### [Texte affiché]
▽

M. Alberto Velasco (S), rapporteur de minorité. J'aimerais dire à M. Schmied qu'il ne faut pas prendre ce projet de loi pour une aumône - l'aumône est vraiment détestable, la charité est détestable dans ce cas-là. C'est, au contraire, un acte de solidarité ! Parce qu'il y a un certain nombre d'organisations, ONG ou autres, qui travaillent pour essayer d'améliorer l'état de ces côtes, ce sont de petites organisations - parfois des bénévoles - et ce montant de 100 000 francs représente un geste assez important pour elles.
Alors, peut-être que c'est effectivement une somme dérisoire pour le gouvernement espagnol, mais il ne s'agit pas de donner cette dernière au gouvernement ! Et l'on pourrait très bien imaginer que ce montant soit le bienvenu pour une ONG qui se consacre au nettoyage des côtes galiciennes et qui remédie à la destruction environnementale. Mois après mois, des bénévoles travaillent: des collégiens, des étudiants, des milliers de gens sont allés là-bas bénévolement; des personnes ont mis leur maison à disposition pour pouvoir loger ces bénévoles - et le gouvernement espagnol n'a pas pu loger tous ces gens, financièrement parlant, même s'il est riche... (L'orateur est interpellé.)Non, Monsieur ! Puisque Mme Bolay a dû mettre sa maison à disposition, voyez-vous !
Alors, je trouve qu'on ne doit pas parler d'aumône aujourd'hui: on parle d'un geste de solidarité, qui se traduit effectivement par de la monnaie - sonnante et trébuchante - monnaie qui pourra très bien être versée à une ONG qui accomplit concrètement une mission sur place.

△

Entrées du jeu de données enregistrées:

▽

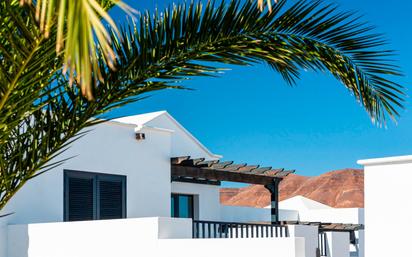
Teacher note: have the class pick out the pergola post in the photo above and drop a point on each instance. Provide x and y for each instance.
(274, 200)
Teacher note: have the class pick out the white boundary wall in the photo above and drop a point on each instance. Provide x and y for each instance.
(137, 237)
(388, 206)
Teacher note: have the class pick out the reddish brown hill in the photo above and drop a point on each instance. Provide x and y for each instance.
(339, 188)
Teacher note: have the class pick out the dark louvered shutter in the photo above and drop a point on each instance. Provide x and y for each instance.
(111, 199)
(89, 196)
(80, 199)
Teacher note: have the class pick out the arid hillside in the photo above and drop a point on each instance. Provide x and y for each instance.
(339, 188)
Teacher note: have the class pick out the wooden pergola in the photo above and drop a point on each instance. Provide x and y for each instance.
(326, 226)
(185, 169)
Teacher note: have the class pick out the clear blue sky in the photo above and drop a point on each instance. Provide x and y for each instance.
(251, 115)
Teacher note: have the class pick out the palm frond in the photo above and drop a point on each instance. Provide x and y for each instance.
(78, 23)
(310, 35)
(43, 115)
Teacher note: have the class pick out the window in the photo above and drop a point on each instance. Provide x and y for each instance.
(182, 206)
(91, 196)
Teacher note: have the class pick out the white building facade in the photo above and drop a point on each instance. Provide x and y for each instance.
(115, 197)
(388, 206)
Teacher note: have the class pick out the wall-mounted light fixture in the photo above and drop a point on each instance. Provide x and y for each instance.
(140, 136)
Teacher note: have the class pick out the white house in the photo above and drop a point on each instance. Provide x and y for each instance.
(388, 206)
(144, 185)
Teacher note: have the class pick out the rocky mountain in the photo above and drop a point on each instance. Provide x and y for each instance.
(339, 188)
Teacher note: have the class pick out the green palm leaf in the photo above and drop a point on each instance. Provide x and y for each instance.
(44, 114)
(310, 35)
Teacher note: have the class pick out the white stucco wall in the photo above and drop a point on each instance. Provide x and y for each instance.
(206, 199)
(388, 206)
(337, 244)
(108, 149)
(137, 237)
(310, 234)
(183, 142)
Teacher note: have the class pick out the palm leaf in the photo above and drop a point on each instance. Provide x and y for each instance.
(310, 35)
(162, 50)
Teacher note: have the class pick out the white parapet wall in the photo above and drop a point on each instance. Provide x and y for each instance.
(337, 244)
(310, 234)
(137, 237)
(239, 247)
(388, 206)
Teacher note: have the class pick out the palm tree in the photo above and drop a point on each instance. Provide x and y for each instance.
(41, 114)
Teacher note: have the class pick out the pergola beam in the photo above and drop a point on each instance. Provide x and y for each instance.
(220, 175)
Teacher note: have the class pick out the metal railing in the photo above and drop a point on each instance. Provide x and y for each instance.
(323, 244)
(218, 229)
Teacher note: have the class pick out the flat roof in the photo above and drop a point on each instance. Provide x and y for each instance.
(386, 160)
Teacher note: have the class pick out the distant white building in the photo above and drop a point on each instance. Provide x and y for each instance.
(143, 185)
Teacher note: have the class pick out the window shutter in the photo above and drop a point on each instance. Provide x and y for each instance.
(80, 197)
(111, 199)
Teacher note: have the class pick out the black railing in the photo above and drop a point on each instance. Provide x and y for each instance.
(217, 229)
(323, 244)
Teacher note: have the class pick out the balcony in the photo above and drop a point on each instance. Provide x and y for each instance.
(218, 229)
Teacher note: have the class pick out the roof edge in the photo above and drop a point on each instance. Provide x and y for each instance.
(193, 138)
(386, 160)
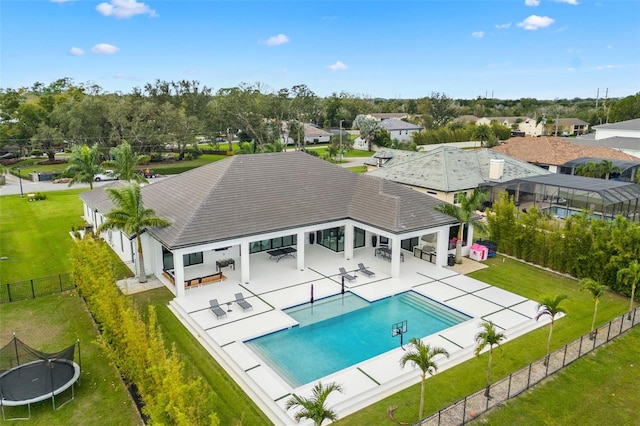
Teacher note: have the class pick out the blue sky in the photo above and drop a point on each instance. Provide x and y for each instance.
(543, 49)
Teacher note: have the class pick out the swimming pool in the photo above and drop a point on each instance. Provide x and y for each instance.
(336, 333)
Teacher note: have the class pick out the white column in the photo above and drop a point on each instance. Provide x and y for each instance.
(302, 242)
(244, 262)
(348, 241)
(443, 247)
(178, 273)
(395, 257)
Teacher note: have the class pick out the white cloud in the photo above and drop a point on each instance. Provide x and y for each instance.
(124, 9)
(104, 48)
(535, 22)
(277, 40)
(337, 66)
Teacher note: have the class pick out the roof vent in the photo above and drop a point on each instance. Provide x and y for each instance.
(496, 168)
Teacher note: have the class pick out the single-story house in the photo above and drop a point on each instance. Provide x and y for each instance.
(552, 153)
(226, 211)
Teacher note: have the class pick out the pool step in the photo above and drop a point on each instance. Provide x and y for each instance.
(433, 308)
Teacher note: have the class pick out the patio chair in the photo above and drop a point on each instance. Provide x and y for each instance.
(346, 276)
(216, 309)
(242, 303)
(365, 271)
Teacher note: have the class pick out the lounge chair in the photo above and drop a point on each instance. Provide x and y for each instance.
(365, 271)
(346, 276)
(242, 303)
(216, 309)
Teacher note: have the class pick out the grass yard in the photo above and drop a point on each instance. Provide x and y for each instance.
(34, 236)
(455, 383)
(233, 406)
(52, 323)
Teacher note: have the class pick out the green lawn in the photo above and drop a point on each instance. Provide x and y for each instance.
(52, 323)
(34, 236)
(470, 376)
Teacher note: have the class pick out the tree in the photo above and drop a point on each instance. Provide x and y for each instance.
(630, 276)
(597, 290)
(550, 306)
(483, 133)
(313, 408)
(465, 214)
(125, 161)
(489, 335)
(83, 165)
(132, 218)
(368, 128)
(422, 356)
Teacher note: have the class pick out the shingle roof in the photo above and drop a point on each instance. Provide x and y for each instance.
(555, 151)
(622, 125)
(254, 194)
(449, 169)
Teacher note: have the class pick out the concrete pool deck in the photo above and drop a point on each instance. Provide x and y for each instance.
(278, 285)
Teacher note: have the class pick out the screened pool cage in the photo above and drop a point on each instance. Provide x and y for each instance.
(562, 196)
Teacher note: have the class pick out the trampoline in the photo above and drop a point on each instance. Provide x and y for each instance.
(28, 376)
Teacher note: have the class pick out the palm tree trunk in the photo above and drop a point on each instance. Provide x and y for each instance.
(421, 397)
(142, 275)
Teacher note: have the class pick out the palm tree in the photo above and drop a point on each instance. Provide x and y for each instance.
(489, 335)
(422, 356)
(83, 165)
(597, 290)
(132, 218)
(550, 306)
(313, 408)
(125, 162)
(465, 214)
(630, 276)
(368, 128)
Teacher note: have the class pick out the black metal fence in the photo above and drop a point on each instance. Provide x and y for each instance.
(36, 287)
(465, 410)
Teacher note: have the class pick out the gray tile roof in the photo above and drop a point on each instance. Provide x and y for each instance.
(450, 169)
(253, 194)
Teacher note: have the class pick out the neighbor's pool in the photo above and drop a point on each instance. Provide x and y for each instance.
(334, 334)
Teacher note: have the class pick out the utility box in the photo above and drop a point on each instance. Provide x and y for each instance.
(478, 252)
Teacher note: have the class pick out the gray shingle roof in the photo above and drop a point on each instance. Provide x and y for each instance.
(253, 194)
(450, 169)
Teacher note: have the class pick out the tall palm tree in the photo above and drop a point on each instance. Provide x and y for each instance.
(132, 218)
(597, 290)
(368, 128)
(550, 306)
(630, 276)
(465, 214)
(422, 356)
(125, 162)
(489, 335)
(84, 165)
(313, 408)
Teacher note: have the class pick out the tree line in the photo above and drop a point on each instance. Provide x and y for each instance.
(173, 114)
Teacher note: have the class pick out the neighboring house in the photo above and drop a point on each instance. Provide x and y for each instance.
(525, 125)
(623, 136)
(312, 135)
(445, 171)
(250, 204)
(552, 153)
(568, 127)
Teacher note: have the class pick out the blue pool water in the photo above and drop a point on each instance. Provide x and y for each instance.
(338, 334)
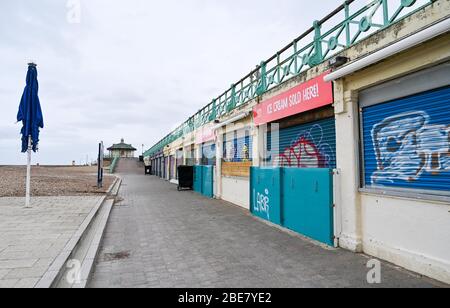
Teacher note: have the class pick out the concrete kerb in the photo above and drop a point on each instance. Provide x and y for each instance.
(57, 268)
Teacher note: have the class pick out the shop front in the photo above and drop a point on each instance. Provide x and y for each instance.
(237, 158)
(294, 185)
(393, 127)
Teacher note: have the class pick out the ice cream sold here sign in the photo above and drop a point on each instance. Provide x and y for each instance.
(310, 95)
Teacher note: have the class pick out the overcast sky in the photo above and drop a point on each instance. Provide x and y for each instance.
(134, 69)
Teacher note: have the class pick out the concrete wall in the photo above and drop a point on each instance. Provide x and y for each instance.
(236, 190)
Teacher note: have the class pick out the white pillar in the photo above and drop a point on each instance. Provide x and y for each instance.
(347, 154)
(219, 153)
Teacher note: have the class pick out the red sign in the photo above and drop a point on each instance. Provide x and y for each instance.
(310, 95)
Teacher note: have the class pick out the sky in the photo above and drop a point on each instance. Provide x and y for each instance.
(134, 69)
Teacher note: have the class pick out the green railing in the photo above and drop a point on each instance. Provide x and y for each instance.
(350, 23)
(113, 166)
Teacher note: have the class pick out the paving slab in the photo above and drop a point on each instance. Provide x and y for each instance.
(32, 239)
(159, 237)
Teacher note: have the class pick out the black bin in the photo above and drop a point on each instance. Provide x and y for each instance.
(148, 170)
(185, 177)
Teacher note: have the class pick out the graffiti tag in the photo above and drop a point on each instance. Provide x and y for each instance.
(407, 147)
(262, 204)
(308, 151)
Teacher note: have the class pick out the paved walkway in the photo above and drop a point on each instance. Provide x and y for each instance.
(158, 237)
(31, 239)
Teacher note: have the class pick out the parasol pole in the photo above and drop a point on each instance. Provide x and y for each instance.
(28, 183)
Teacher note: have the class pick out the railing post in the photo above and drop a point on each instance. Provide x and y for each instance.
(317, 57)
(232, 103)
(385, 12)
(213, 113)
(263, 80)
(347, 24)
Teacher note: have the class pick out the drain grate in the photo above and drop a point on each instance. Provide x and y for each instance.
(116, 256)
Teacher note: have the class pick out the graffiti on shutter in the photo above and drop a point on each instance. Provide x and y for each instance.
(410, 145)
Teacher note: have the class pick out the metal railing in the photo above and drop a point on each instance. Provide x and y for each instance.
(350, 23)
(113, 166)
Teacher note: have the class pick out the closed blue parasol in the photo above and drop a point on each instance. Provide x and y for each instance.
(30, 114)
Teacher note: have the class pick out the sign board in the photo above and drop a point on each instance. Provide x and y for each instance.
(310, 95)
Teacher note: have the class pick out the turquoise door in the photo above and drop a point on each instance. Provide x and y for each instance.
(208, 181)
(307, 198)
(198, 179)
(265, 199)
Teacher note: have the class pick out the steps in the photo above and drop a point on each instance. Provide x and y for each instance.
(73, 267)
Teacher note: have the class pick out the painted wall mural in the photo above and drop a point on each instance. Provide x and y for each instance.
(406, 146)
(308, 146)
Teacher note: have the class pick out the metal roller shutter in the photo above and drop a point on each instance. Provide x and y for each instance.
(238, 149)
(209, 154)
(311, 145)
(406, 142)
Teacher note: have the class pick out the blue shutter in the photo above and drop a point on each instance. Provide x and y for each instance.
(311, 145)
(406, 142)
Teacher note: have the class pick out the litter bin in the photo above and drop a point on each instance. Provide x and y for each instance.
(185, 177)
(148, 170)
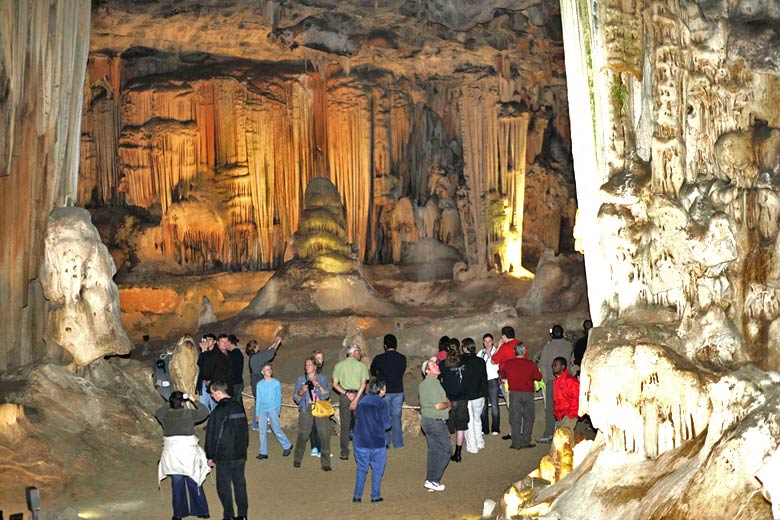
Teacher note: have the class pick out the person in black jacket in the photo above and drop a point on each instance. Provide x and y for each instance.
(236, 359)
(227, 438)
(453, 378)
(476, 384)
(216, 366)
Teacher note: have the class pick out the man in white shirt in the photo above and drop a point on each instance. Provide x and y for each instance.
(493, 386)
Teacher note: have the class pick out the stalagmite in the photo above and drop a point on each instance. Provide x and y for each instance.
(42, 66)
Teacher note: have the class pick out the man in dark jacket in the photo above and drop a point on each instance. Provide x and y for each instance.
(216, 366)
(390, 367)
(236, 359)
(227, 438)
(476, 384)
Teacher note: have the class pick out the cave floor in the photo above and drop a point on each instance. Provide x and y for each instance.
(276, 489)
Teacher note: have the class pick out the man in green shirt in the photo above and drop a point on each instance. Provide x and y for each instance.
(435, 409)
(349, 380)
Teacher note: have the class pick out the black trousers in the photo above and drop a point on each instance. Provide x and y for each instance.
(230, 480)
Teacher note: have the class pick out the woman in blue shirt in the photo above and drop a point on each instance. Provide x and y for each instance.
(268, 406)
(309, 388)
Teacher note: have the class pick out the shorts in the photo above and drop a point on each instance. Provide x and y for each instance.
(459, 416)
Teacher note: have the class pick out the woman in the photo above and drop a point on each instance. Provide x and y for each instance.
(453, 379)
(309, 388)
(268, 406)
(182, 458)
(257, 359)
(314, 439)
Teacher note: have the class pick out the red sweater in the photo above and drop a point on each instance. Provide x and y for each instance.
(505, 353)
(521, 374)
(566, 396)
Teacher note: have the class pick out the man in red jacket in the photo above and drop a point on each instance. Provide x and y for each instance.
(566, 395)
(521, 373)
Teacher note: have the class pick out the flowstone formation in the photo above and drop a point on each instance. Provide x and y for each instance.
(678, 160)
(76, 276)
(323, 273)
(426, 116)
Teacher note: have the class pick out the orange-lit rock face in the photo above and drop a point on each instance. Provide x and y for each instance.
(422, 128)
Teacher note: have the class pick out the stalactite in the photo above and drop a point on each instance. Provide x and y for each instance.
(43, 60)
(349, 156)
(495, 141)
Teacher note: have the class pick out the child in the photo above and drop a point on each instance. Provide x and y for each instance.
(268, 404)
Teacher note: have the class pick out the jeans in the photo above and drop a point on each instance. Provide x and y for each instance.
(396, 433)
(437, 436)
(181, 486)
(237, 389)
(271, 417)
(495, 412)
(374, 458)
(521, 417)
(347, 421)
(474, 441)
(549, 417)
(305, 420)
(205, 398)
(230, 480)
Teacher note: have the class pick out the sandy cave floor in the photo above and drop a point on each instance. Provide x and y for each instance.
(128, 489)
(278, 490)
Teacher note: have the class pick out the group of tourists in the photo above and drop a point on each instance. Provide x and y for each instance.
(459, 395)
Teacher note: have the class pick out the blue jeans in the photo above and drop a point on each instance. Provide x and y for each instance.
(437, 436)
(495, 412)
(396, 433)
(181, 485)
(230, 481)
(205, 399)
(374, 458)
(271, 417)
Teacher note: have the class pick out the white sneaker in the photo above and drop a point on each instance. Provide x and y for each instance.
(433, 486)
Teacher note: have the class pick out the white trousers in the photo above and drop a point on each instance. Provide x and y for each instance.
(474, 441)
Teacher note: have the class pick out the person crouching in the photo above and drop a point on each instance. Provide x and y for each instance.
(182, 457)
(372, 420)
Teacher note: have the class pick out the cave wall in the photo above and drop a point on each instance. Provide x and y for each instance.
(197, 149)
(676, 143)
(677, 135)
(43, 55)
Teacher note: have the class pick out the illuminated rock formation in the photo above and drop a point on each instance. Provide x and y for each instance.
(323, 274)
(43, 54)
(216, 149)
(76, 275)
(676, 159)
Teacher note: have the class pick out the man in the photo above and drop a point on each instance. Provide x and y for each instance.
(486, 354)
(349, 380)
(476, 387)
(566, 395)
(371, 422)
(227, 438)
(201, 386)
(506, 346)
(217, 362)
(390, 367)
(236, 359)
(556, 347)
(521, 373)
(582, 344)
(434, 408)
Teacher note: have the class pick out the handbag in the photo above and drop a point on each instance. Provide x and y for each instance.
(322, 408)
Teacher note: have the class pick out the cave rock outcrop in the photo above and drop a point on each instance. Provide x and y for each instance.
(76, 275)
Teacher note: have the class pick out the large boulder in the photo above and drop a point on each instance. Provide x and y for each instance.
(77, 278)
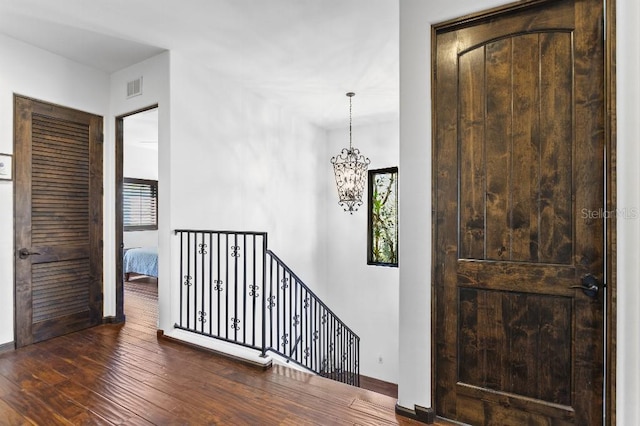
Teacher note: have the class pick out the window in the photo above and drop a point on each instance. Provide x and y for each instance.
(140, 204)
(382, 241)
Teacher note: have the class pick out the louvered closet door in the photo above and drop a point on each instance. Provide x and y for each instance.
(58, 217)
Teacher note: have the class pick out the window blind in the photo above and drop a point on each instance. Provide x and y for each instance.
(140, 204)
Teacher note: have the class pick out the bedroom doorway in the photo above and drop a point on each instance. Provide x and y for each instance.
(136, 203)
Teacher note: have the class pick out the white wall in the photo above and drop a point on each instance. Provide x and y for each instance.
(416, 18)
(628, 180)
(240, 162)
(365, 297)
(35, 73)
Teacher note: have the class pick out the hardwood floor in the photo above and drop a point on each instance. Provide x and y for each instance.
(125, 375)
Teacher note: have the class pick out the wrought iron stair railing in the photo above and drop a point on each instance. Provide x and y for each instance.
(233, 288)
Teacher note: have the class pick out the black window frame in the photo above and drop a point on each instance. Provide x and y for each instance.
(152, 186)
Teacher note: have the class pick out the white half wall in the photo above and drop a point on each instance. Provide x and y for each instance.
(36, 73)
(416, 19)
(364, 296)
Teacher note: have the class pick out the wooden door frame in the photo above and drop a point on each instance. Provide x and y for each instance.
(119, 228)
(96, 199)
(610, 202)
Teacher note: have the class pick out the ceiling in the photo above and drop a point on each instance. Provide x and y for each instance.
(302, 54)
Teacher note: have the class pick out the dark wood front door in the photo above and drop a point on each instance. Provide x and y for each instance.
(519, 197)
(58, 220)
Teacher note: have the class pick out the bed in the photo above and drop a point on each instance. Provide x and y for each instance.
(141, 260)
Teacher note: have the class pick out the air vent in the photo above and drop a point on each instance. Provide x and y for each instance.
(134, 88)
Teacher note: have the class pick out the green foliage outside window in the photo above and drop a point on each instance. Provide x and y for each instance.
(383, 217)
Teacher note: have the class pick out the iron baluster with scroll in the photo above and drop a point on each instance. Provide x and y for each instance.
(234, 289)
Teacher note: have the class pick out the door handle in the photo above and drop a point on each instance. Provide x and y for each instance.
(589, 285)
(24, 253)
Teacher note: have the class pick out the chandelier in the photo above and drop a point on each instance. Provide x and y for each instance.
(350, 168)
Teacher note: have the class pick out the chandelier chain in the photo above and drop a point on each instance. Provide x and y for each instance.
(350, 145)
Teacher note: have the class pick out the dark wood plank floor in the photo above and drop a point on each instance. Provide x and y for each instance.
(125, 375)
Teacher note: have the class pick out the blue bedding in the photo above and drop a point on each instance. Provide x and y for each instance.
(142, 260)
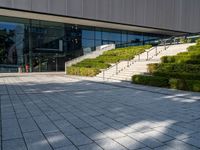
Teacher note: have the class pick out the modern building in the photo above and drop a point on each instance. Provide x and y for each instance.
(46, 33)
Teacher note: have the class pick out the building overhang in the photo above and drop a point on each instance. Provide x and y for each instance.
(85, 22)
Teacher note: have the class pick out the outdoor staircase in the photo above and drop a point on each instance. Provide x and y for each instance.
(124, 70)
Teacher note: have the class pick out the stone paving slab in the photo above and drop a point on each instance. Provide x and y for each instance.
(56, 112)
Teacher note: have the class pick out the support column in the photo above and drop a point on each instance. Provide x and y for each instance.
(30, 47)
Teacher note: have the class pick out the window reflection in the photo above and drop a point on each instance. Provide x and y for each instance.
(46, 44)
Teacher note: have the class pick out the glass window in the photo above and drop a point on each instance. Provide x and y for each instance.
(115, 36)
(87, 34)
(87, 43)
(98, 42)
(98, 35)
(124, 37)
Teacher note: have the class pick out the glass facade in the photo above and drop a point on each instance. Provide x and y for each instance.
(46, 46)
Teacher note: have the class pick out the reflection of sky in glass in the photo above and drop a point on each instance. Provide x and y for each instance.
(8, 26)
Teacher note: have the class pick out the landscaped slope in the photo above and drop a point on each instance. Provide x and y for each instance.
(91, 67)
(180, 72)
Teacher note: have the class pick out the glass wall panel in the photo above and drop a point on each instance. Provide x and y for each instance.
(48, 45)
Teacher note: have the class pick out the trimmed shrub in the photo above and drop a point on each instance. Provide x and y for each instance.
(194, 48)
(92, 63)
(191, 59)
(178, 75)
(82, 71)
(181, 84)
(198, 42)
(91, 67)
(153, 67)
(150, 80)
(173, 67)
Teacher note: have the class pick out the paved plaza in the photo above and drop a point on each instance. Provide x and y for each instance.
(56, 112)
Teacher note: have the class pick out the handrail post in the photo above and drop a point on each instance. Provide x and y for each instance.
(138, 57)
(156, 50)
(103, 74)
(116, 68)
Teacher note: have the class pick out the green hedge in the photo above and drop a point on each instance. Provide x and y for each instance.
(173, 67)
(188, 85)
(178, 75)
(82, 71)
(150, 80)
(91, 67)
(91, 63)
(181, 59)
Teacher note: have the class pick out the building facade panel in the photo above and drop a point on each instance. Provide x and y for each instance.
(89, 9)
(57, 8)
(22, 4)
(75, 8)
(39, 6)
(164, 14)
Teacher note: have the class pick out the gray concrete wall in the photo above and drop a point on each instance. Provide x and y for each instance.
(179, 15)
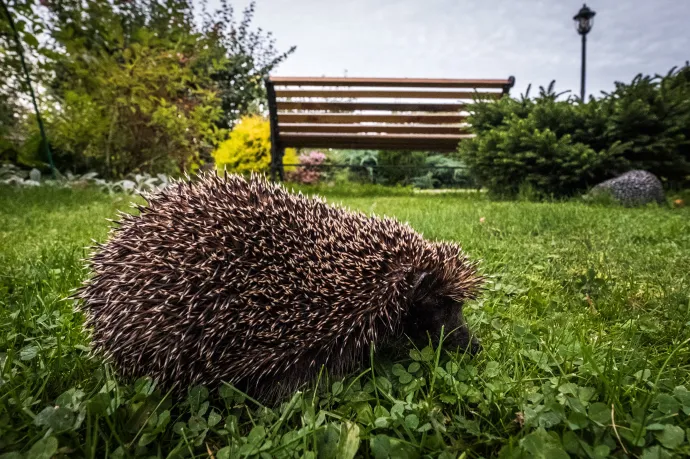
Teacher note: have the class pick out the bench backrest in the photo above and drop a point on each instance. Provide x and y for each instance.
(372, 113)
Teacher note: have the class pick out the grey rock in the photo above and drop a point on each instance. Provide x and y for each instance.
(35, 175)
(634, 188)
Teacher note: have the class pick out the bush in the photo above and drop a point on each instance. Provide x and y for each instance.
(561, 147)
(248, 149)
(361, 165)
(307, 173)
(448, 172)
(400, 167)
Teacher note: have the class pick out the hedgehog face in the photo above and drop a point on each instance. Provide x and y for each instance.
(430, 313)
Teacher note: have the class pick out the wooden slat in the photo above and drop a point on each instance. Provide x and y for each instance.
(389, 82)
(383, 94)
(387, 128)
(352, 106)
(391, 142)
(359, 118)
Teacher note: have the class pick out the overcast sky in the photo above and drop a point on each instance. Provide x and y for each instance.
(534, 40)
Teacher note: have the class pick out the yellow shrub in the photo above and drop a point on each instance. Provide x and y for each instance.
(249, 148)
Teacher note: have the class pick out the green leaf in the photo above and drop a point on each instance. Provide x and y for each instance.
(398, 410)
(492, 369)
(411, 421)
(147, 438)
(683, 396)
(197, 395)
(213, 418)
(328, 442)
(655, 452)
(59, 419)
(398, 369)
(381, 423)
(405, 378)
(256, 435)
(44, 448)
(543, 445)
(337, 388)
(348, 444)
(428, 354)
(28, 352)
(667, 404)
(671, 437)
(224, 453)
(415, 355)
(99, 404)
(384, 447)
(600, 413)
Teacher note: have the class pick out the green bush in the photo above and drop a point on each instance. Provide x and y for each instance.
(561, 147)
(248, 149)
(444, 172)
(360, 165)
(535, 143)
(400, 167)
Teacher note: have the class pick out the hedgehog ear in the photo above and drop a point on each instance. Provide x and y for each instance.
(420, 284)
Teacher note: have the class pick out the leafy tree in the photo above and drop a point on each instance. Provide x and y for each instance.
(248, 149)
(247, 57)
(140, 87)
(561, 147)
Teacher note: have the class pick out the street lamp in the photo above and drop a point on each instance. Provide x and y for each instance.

△

### [But de l'exercice]
Répondez à ces questions d'après l'intervention de M. Alberto Velasco :
(a) Quel montant le projet de loi prévoit-il ?
(b) Quelles côtes l'ONG citée nettoie-t-elle ?
(c) Quelle personne a dû mettre sa maison à disposition ?

### [Réponse attendue]
(a) Le projet de loi prévoit 100 000 francs.
(b) L'ONG nettoie les côtes galiciennes.
(c) C'est Mme Bolay qui a dû mettre sa maison à disposition.